▶ **About this task**:
Write out all of the data again, exactly as it reads.

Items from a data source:
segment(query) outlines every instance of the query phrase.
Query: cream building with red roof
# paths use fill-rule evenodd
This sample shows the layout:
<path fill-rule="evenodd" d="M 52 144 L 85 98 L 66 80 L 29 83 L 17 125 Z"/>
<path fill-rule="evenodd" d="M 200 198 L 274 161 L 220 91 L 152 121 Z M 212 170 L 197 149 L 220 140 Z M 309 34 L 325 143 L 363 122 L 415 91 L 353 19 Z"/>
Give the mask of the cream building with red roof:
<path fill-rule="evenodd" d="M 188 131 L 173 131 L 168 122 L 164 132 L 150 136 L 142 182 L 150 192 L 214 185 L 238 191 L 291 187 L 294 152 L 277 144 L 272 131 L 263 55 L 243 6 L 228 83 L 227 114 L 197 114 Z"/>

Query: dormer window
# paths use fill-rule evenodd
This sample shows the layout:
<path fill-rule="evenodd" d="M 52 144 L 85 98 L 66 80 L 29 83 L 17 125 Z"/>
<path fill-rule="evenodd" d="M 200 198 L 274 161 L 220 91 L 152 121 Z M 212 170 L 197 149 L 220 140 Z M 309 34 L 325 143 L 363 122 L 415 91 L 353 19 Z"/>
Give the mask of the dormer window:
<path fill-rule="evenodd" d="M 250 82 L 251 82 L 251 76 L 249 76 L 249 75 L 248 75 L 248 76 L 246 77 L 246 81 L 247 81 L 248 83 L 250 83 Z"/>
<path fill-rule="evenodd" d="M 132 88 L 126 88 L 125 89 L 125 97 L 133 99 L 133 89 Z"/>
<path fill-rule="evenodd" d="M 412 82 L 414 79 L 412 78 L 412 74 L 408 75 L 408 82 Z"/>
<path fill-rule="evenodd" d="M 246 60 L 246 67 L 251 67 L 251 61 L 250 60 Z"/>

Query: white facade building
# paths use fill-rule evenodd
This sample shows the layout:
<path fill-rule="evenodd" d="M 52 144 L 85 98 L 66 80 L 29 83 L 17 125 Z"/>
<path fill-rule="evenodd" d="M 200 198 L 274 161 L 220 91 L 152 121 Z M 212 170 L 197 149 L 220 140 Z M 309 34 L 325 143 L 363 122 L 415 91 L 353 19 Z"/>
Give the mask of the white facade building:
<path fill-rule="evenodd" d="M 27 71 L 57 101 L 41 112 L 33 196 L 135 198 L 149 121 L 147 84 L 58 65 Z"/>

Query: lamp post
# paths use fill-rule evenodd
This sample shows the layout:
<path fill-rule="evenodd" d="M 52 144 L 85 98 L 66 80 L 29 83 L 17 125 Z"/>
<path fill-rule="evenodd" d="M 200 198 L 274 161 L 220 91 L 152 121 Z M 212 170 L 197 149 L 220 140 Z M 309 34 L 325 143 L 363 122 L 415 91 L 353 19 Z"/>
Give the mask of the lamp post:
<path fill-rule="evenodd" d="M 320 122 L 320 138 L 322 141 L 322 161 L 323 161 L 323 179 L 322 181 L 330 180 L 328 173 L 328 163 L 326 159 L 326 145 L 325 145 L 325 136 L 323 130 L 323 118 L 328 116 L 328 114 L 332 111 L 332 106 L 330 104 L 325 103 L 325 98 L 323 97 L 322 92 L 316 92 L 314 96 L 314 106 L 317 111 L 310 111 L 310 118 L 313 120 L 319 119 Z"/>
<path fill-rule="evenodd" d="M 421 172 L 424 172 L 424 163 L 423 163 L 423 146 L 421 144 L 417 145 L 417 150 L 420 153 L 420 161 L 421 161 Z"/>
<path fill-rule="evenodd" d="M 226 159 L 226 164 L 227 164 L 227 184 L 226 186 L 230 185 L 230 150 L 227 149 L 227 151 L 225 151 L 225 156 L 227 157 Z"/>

▶ **Solution for this exercise**:
segment(query) outlines every instance of the query phrase.
Query: cream building with red roof
# paths use fill-rule evenodd
This sample shows the layout:
<path fill-rule="evenodd" d="M 52 144 L 85 98 L 66 80 L 29 83 L 17 125 Z"/>
<path fill-rule="evenodd" d="M 200 198 L 274 161 L 220 91 L 152 121 Z M 212 170 L 197 149 L 220 140 Z M 309 34 L 325 143 L 363 122 L 415 91 L 353 19 Z"/>
Give the mask of the cream building with red roof:
<path fill-rule="evenodd" d="M 188 131 L 173 131 L 168 122 L 164 132 L 150 136 L 142 182 L 150 192 L 214 185 L 238 191 L 291 187 L 294 152 L 277 144 L 272 131 L 263 55 L 243 6 L 228 83 L 227 114 L 197 114 Z"/>

Query: dormer window
# paths use fill-rule evenodd
This sample shows the layout:
<path fill-rule="evenodd" d="M 52 144 L 85 98 L 66 80 L 29 83 L 17 125 Z"/>
<path fill-rule="evenodd" d="M 200 198 L 274 161 L 220 91 L 152 121 Z M 212 170 L 197 149 L 220 140 Z M 309 34 L 325 143 L 363 122 L 415 91 L 353 19 Z"/>
Give the mask of the dormer window:
<path fill-rule="evenodd" d="M 250 82 L 251 82 L 251 76 L 249 76 L 249 75 L 248 75 L 248 76 L 246 77 L 246 81 L 247 81 L 248 83 L 250 83 Z"/>
<path fill-rule="evenodd" d="M 132 88 L 126 88 L 125 89 L 125 97 L 133 99 L 133 89 Z"/>
<path fill-rule="evenodd" d="M 412 82 L 414 79 L 412 78 L 412 74 L 408 75 L 408 82 Z"/>
<path fill-rule="evenodd" d="M 246 60 L 246 67 L 251 67 L 251 61 L 250 60 Z"/>

Query: white facade building
# paths use fill-rule evenodd
This sample shows the layout:
<path fill-rule="evenodd" d="M 52 144 L 85 98 L 66 80 L 29 83 L 17 125 Z"/>
<path fill-rule="evenodd" d="M 200 198 L 274 161 L 220 91 L 152 121 Z M 212 170 L 197 149 L 220 140 Z M 309 34 L 325 143 L 363 122 L 415 91 L 353 19 Z"/>
Give the mask of the white facade building:
<path fill-rule="evenodd" d="M 27 71 L 57 101 L 41 112 L 33 196 L 135 198 L 149 121 L 147 84 L 58 65 Z"/>

Query: lamp post
# paths use fill-rule evenodd
This sample shows the layout:
<path fill-rule="evenodd" d="M 52 144 L 85 98 L 66 80 L 29 83 L 17 125 Z"/>
<path fill-rule="evenodd" d="M 200 198 L 274 161 L 220 91 L 152 121 Z M 212 170 L 197 149 L 220 140 Z M 309 34 L 325 143 L 363 122 L 415 91 L 353 19 Z"/>
Give the mask of the lamp post:
<path fill-rule="evenodd" d="M 320 122 L 320 138 L 322 141 L 322 161 L 323 161 L 323 179 L 322 181 L 330 180 L 328 173 L 328 163 L 326 159 L 326 145 L 325 145 L 325 136 L 323 130 L 323 118 L 328 116 L 328 114 L 332 111 L 332 106 L 330 104 L 325 103 L 325 98 L 323 97 L 322 92 L 316 92 L 314 96 L 314 106 L 317 111 L 310 111 L 310 118 L 313 120 L 319 119 Z"/>
<path fill-rule="evenodd" d="M 421 172 L 424 172 L 424 163 L 423 163 L 423 146 L 421 144 L 417 145 L 417 150 L 420 153 L 420 161 L 421 161 Z"/>
<path fill-rule="evenodd" d="M 226 159 L 226 164 L 227 164 L 227 184 L 226 186 L 230 185 L 230 150 L 227 149 L 227 151 L 225 151 L 225 156 L 227 157 Z"/>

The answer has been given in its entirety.